塩分の摂り過ぎと高血圧は密接に関係していると一般的には考えられています。そのため塩分を控えめにすることは高血圧治療、予防、健康の基本だと思っている人もいると思います。しかし、高血圧の人の中には、塩分の摂り過ぎで血圧が上がり、塩分を減らすと血圧が下がる人(食塩感受性高血圧)と、塩分を増やしても減らしても血圧があまり変わらない人がいます。日本人の食塩感受性高血圧は20%とか40%とか様々な推測があります。
世界全体的に言えば、以前の記事「塩分を制限することによる血圧の低下は、たった1!」で書いたように、塩分制限をしてもほとんど血圧の変動はありません。
では、塩分に感受性のある食塩感受性高血圧は、本当に塩分過剰摂取が原因なのでしょうか?
今回の研究ではインスリン抵抗性との関係を分析しています。心血管系疾患、メタボリックシンドロームでは高血圧と高血糖が同時に合併していることも珍しくありません。血圧の塩分感受性は、血圧とは無関係に心血管イベントのリスク増加と関連していますし、また、インスリン抵抗性や高インスリン血症は、肥満または糖尿病とは無関係に、虚血性心疾患および死亡率と関連しています。
塩分感受性とインスリン抵抗性の関係はどうなっているのでしょうか?高血圧の人を塩分感受性のある人とない人のグループに分けて分析しました。(図は原文より)
上の図の白いバーは塩分に感受性のない群、黒いバーが塩分に感受性のある群です。縦軸はグルコースクランプ法というインスリン抵抗性を測定する方法でのグルコースの注入率です。注入率が低い方がインスリン抵抗性が高いことになります。そうすると、塩分感受性のある群の方が有意にインスリン抵抗性が高いことがわかります。
上の図は縦軸が塩分感受性指数で、5%以上は感受性ありとみなされます。横軸はグルコースクランプ法のグルコース注入率です。そうすると、塩分感受性指数はグルコース注入率に反比例していました。つまり、塩分感受性指数が低い方がインスリン抵抗性が低いことになります。
上の図はOGTT(経口ブドウ糖負荷試験)での、時間(横軸)とインスリン分泌量(縦軸)の関係を示しています。○が塩分感受性のない群で、●が塩分感受性のある群です。そうすると、明らかに塩分感受性のない群ではインスリン分泌量が少なく、しかも120分後にはベースラインに戻っています。しかし、塩分感受性のある群では感受性のない群よりも明らかにインスリン分泌量は多く、ピーク時間が遅れ、120分後でもまだベースラインに戻っていません。
上の図は低塩分食から高塩分食に切り替えたときの尿中ナトリウム排泄変化量(縦軸)とグルコース注入率(横軸)です。高塩分食により塩分感受性のある群は、塩分感受性のない群と比較して、尿中ナトリウム排泄変化量は少なくなりました。つまり、塩分感受性のある群では塩分感受性を伴う相対的なナトリウム保持を意味しています。そして、グルコース注入率が高いほど、つまりインスリン抵抗性が低いほど、尿中ナトリウム排泄変化量は大きくなっているのです。塩分感受性のない人では、塩分摂取量が増加すると尿に排泄する量がその分増えるだけであり、インスリン抵抗性が高い人では尿中に排泄する塩分も少なくなります。

━━━━━━━━━━━━━━━━━━━━━━━━━━━━━━

§ 作業指示:
a - 文書の抜粋のうち「今回の研究ではインスリン抵抗」から「よび死亡率と関連しています。」までの部分を、「虚血性心疾患」を「冠動脈疾患」に置き換えて書き直してください。
b - 文書の抜粋によると、塩分感受性指数がいくつ以上のときに感受性ありとみなされますか。
この後に続く行は、上の文書の抜粋とは別の出典から取ったものです。

━━━━━━━━━━━━━━━━━━━━━━━━━━━━━━

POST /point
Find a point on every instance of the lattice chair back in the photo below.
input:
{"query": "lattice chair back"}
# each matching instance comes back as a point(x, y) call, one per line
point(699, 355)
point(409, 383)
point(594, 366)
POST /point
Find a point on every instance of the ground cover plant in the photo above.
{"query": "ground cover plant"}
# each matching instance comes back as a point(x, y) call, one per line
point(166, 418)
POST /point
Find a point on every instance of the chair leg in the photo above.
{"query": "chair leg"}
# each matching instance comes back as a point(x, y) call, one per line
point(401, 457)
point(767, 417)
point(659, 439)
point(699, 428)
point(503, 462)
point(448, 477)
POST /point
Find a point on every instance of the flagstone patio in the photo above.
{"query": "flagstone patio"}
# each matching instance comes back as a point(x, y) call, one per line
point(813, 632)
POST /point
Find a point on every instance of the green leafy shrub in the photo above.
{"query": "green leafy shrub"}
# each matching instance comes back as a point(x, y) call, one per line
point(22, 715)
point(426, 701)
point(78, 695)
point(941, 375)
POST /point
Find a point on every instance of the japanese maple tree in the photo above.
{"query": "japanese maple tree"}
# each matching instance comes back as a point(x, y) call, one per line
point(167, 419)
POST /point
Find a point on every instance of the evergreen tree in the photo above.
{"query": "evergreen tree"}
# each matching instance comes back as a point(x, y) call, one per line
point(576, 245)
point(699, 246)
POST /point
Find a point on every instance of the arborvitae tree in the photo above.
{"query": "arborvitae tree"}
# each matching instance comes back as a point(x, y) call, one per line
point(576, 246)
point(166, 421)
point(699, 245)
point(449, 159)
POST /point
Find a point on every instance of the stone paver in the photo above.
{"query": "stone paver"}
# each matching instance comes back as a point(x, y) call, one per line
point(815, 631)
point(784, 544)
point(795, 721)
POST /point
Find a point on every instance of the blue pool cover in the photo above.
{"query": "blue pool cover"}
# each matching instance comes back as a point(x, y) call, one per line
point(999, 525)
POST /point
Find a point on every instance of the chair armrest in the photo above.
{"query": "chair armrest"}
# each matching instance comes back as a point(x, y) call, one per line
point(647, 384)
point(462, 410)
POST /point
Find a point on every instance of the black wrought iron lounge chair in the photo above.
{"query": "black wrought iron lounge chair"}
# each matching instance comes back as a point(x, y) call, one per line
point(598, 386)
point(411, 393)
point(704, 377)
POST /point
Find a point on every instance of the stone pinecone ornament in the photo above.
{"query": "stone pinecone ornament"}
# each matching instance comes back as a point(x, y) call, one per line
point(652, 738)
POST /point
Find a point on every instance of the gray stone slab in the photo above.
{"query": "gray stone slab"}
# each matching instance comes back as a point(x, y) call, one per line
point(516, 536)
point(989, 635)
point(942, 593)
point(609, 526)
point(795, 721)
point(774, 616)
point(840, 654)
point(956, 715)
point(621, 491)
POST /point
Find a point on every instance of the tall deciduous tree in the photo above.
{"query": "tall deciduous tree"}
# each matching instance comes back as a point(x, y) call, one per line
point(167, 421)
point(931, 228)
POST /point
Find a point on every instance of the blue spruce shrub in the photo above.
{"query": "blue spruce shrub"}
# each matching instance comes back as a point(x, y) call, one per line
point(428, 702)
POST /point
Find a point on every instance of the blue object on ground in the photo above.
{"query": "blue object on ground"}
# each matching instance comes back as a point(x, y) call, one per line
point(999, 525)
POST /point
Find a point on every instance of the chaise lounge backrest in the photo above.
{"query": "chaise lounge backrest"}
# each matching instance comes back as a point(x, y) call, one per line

━━━━━━━━━━━━━━━━━━━━━━━━━━━━━━

§ 各作業の解答:
a -
今回の研究ではインスリン抵抗性との関係を分析しています。心血管系疾患、メタボリックシンドロームでは高血圧と高血糖が同時に合併していることも珍しくありません。血圧の塩分感受性は、血圧とは無関係に心血管イベントのリスク増加と関連していますし、また、インスリン抵抗性や高インスリン血症は、肥満または糖尿病とは無関係に、冠動脈疾患および死亡率と関連しています。

b - 5%以上です。